Introduction

Jumia is an online marketplace for electronics and fashion, among others, targeting several African countries, but headquartered and incorporated in Germany. The company is also a logistics service, which enables the shipment and delivery of packages from sellers to consumers, and a payment service, which facilitates transactions between active participants and the platform of Jumia in selected markets. It has established partnerships with more than 50,000 local African businesses.

library(tidyverse)
## ── Attaching packages ──────────────────────────────────────────────────────────────────────────────────────────────────────────────────────────────── tidyverse 1.3.0 ──
## ✓ ggplot2 3.3.2     ✓ purrr   0.3.4
## ✓ tibble  3.0.3     ✓ dplyr   1.0.2
## ✓ tidyr   1.1.2     ✓ stringr 1.4.0
## ✓ readr   1.4.0     ✓ forcats 0.5.0
## ── Conflicts ─────────────────────────────────────────────────────────────────────────────────────────────────────────────────────────────────── tidyverse_conflicts() ──
## x dplyr::filter() masks stats::filter()

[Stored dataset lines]
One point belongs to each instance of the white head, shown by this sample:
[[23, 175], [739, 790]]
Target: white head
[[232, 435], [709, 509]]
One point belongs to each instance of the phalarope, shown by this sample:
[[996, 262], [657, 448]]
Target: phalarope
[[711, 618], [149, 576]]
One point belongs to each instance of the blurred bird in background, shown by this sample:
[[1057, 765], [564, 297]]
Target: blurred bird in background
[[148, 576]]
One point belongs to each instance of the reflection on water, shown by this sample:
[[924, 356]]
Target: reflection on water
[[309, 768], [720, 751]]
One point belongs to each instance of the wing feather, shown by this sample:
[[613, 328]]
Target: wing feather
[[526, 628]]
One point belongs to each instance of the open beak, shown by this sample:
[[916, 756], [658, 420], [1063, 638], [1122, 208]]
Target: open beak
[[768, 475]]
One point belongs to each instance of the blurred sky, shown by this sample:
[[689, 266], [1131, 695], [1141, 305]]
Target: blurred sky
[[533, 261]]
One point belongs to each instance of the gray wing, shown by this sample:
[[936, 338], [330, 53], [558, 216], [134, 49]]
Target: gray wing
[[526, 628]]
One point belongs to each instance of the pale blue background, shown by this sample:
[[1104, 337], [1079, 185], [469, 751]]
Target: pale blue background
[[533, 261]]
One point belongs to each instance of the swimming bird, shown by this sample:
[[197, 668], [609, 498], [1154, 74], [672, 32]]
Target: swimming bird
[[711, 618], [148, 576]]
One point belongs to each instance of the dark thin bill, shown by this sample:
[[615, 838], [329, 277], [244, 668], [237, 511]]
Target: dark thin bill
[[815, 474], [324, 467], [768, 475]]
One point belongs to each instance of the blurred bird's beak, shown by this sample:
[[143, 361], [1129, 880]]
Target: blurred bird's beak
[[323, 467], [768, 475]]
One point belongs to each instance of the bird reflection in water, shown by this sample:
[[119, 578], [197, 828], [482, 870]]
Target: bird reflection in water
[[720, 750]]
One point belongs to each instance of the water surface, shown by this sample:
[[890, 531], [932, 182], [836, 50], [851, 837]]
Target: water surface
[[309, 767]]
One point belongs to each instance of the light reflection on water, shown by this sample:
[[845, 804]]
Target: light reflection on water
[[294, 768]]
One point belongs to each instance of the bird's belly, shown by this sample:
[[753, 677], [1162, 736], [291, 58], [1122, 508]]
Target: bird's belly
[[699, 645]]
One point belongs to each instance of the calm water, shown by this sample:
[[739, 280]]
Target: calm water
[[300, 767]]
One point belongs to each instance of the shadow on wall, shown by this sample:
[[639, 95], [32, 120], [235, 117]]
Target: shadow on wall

WORK TO COMPLETE:
1. According to the Jumia text, with how many local African businesses has the company established partnerships?
2. Carry the Jumia text forward, starting right after its last line.
These lines are material kept apart from the Jumia text.

ANSWERS FOR THE TASKS:
1. More than 50,000.

2.
## x dplyr::lag()    masks stats::lag()
library(rvest)
## Loading required package: xml2
## 
## Attaching package: 'rvest'
## The following object is masked from 'package:purrr':
## 
##     pluck
## The following object is masked from 'package:readr':
## 
##     guess_encoding
library(stringi)
library(stringr)
library(dplyr)

#Jumia websites
url_jumia <- 'https://group.jumia.com/'
url_jumia_site <- url_jumia %>% read_html() %>% html_nodes('.n2mu-single-client > a') %>% html_attr('href')
url_jumia_site[1] <- url_jumia
url_jumia_site
##  [1] "https://group.jumia.com/"  "https://www.jumia.com.eg/"
##  [3] "https://www.jumia.ma"      "https://www.jumia.co.ke"  
##  [5] "https://www.jumia.ci"      "https://www.zando.co.za"  
##  [7] "https://www.jumia.com.tn/" "https://www.jumia.dz/"    
##  [9] "https://www.jumia.com.gh/" "https://www.jumia.sn/"    
## [11] "https://www.jumia.ug/"

Liste of jumia website in Africa.

url_jumia_site
##  [1] "https://group.jumia.com/"  "https://www.jumia.com.eg/"
##  [3] "https://www.jumia.ma"      "https://www.jumia.co.ke"  
##  [5] "https://www.jumia.ci"      "https://www.zando.co.za"  
##  [7] "https://www.jumia.com.tn/" "https://www.jumia.dz/"    
##  [9] "https://www.jumia.com.gh/" "https://www.jumia.sn/"    
## [11] "https://www.jumia.ug/"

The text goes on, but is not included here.